Task
Rewrite the items from their beginning up to and including the line with "positive clicks: (209, 60)", substituting "coarse mask" for every "rough mask" and leaving all else unchanged. Omit the pictures from your answer.

Provided information
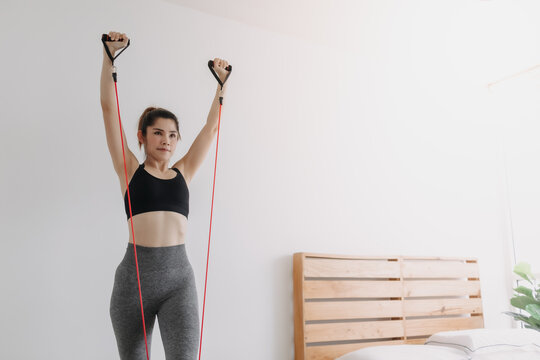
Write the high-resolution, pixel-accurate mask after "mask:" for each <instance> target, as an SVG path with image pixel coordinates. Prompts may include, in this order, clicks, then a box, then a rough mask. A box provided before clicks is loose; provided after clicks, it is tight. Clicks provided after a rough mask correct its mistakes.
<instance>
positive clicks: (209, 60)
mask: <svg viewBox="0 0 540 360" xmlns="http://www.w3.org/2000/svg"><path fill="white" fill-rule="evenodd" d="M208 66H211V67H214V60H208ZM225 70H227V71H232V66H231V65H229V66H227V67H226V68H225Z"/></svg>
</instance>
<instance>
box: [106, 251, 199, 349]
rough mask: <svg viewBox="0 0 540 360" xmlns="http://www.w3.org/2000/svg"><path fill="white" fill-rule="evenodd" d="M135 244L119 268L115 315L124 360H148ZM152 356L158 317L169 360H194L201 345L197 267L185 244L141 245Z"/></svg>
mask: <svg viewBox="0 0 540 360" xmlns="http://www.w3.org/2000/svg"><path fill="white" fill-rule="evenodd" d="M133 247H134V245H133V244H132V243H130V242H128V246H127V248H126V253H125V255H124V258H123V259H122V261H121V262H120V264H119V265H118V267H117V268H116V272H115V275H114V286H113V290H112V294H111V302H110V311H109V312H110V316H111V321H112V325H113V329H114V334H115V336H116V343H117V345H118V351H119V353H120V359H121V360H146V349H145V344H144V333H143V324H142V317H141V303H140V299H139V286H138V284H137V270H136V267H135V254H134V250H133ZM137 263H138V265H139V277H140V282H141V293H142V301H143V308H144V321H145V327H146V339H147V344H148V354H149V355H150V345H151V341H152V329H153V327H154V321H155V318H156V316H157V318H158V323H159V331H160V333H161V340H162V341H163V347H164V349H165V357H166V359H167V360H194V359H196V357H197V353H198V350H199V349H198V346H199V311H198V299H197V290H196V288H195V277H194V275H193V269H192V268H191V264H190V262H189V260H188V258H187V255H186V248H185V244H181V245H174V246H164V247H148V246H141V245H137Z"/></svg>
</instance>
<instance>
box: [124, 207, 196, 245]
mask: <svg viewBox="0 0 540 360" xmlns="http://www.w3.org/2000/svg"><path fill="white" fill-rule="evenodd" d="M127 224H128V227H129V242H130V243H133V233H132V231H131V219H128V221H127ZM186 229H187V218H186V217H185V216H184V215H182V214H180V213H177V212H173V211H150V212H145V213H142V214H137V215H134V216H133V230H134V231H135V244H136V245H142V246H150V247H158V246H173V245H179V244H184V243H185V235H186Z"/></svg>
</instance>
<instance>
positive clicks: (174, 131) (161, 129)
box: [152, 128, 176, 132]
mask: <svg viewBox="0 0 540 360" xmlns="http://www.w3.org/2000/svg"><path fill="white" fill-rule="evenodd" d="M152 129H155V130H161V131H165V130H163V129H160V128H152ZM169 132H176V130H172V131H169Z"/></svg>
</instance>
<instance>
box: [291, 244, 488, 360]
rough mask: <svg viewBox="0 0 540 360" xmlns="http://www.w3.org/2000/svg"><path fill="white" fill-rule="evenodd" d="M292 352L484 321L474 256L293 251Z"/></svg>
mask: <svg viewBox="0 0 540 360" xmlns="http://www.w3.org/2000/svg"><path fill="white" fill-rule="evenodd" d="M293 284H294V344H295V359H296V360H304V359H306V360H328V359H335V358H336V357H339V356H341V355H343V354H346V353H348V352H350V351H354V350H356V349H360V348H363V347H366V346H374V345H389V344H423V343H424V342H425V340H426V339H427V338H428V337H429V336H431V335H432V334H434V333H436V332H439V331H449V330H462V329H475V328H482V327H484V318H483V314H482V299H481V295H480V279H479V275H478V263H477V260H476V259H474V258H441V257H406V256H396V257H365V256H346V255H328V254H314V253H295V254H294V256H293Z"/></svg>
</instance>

Result for this exercise
Write the high-resolution, pixel-accurate mask after "mask:" for each <instance> target, as an SVG path with image pixel coordinates. Prompts may include, in this order, clicks, then a box, then a coarse mask. A box provided before clicks is loose; provided after clicks, it is tight. Clicks provided after a coarse mask correct its mistakes.
<instance>
positive clicks: (209, 60)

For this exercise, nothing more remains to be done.